— Begin Selected extract —

# Refurbishing a Wine Barrel



## philbard (Dec 24, 2016)

I've been refurbishing barrels for a few years now in my home shop. Not for the faint of heart but if you're motivated you can do it.

Here is an article on how:

http://bardcellars.com/refurbishing-a-wine-barrel/


Cheers,
Phil


----------



## sour_grapes (Dec 25, 2016)

philbard said:


> I've been refurbishing barrels for a few years now in my home shop. Not for the faint of heart but if you're motivated you can do it.
> 
> Here is an article on how:
> 
> ...



There was a problem with your link, but here is a working copy: http://bardcellars.com/refurbishing-a-wine-barrel/


----------



## AZMDTed (Dec 25, 2016)

Thanks for posting this and for Sour_Grapes for correcting the link. Very informative. I'm a few years away from needing to try this but it's good to see the step by step process. Thanks for taking the effort to put this together and sharing it.


----------



## Johny99 (Dec 25, 2016)

Really great Phil. I don't think I'll take it on, but nice to know how it is done.


----------



## philbard (Dec 25, 2016)

sour_grapes said:


> There was a problem with your link, but here is a working copy: http://bardcellars.com/refurbishing-a-wine-barrel/



Oops, thanks for fixing it sour_grapes...


----------



## AkTom (Dec 26, 2016)

Nice write up. Thanks


----------



## shoelesst (Jan 26, 2017)

Phil. Awesome! I just posted a video of me doing my barrel with a belt sander and then I saw your post. 
Very impressive. I would be great to take the still shots and make a video from it to put on YouTube. There are very few tutorials for home wine makers on barrel refurbishment. 
Nice work


----------



## philbard (Jan 26, 2017)

shoelesst said:


> Phil. Awesome! I just posted a video of me doing my barrel with a belt sander and then I saw your post.
> Very impressive. I would be great to take the still shots and make a video from it to put on YouTube. There are very few tutorials for home wine makers on barrel refurbishment.
> Nice work



Interesting idea. Maybe I can find the time to do this in the next couple weeks.
Where is your vid?


----------



## shoelesst (Jan 26, 2017)

https://youtu.be/kNsUcat_W8c

Check it out.


----------



## topper9520 (Feb 17, 2017)

Phil What was the mixture you used to put the head back in place ? I am at that stage now that is where I had the leak from.

Robert


----------



## shoelesst (Feb 17, 2017)

I use an equal mix of flour and water. It should be a pretty thick dough, not to wet. I put it in with a small putty knife and then clean up the excess.


----------



## topper9520 (Feb 17, 2017)

Thank you!!


----------

— End Selected extract —

Directives »
[a] Summarize the barrel refurbishing thread in two sentences.
[b] In the barrel refurbishing thread, what tool does shoelesst use on the barrel in the posted video?
[c] In the barrel refurbishing thread, take the passage starting at "## philbard (Jan" and ending at "next couple weeks.", and write it out with "time" swapped for "chance".
Rely only on the text above for what follows.

— Begin Dataset excerpt —

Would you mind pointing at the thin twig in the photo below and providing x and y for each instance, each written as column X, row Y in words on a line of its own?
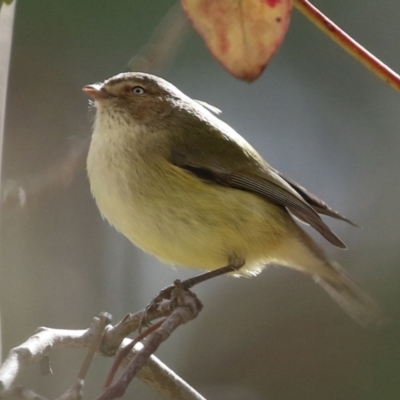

— End Dataset excerpt —

Answer set »
[a] philbard shares an article on refurbishing wine barrels in a home shop, and sour_grapes posts a working copy after the original link had a problem. Later, shoelesst suggests turning the still shots into a YouTube video and, when asked about putting the head back in place, describes using an equal mix of flour and water applied with a small putty knife.

[b] A belt sander.

[c]
## philbard (Jan 26, 2017)

shoelesst said:


> Phil. Awesome! I just posted a video of me doing my barrel with a belt sander and then I saw your post.
> Very impressive. I would be great to take the still shots and make a video from it to put on YouTube. There are very few tutorials for home wine makers on barrel refurbishment.
> Nice work



Interesting idea. Maybe I can find the chance to do this in the next couple weeks.